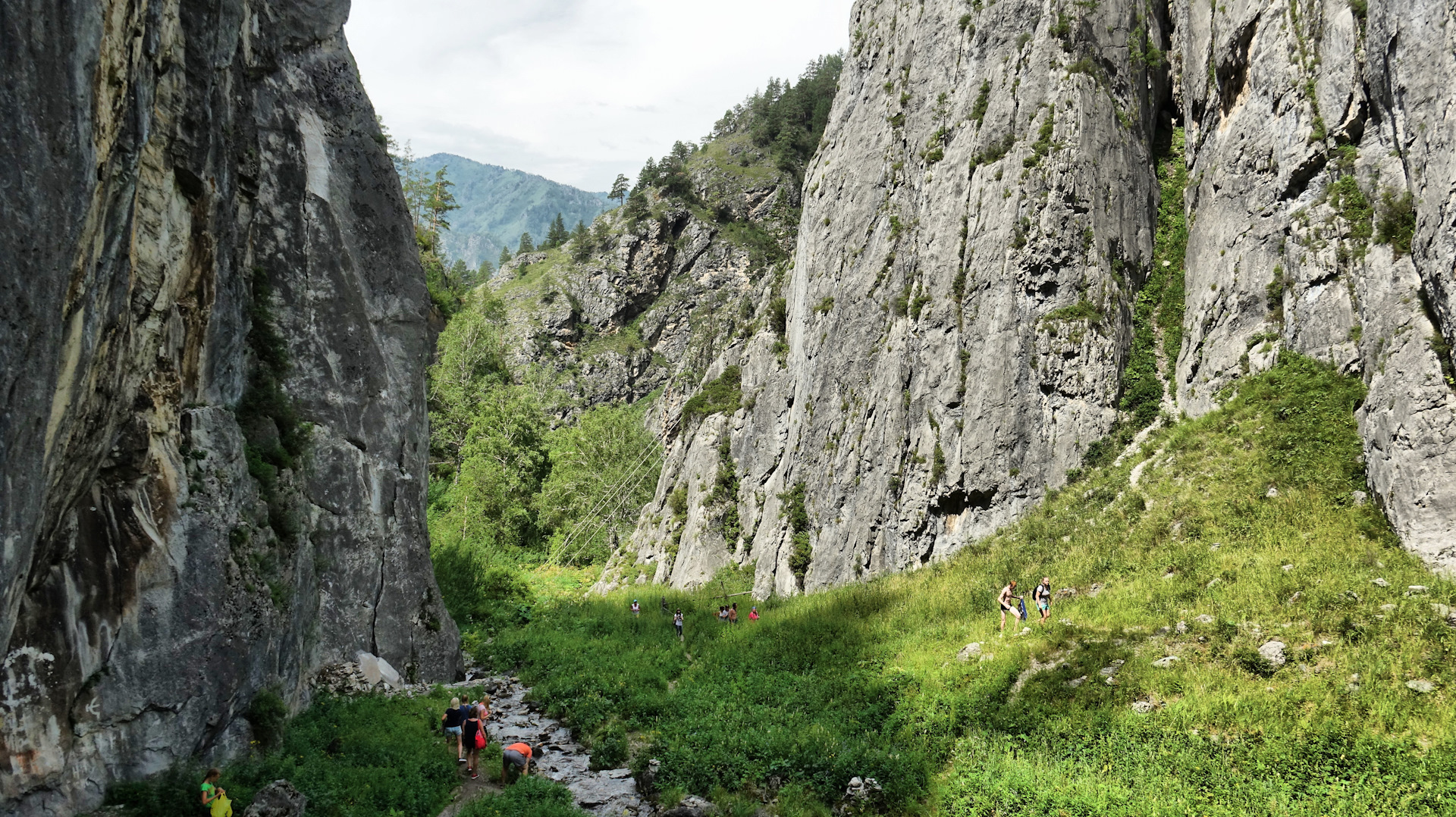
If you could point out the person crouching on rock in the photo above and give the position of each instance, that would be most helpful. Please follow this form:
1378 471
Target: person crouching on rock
473 743
517 756
215 798
1006 594
453 720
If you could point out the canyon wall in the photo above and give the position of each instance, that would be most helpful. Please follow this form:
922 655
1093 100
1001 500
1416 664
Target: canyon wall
212 352
977 224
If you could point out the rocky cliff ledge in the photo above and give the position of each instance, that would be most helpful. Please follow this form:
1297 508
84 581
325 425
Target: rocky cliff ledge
212 354
979 223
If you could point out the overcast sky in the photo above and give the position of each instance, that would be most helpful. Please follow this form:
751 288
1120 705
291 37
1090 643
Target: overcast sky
577 91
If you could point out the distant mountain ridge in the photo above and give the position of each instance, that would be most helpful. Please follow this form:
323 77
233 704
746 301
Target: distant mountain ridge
498 204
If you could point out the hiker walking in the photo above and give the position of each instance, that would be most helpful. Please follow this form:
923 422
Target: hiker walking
1006 594
1043 597
453 720
473 742
215 798
517 756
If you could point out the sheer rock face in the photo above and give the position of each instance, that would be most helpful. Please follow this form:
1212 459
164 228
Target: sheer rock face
1282 102
161 158
952 377
905 458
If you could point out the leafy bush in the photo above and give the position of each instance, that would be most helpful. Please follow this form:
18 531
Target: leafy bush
367 756
862 681
529 797
723 393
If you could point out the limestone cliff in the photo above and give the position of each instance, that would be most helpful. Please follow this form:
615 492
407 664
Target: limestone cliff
977 224
213 347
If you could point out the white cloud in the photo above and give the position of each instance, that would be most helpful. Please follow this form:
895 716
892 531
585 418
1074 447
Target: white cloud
577 91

--------------------------------

TASK STATEMENT: Return the listing unchanged except for the pictures, which should be dropped.

RESULT FOR THIS TASK:
If you could point out the person crouching on rock in the photo above and give the position of each instance, that would be most helpful. Please follow this form:
1378 471
Target: person crouching on rock
473 743
517 756
215 798
1006 594
453 720
If you could point out the canyon wall in the photo above and give the position of each instance, that would be most helpful. Please follow this form:
922 655
1093 100
1001 500
1416 664
Target: canyon wall
212 352
977 224
If you could point out the rocky cliff ledge in the photo above and give the position of each instance, that would be most helpful. Please follow this form:
1297 508
84 581
325 425
Target: rocky cliff ledge
212 354
979 223
If you could point out the overcast sky in the photo above and give the position of each instance, that would be most helpful. Please follow this form:
751 288
1120 705
291 37
1090 643
Target: overcast sky
577 91
If you could point out the distant mountain ridge in the photo above and give the position of each instance, that would be most helpful. Please follow this form:
323 77
233 704
746 301
Target: distant mountain ridge
498 204
If you could point out the hiker walking in the photo above and give the position of each instance, that would be most helpful. Please follow this form:
923 422
Target: hiker walking
1006 594
1043 597
453 720
473 742
215 798
517 756
If you could point out the sheer rock face in the photo above and give the position of each instance, that would be most helpful. Please follow this form:
1212 459
164 228
Target: sheer rock face
1282 102
161 158
952 377
905 458
If you could point out the leafy bush in the photo above and give the position of each instance, that would be most helpful. Please follow this form:
18 531
Target: leafy bush
367 756
862 681
529 797
723 393
If you could point out the limestone cliff in the photo above and give the position of each instance, that would be most helpful. Please follow this form:
615 492
407 664
Target: limestone cliff
977 224
213 347
If you could point out the white cloud in the photo above and give the position of each instance, that would be most helpful. Please follow this form:
895 716
892 531
585 418
1074 447
Target: white cloud
577 91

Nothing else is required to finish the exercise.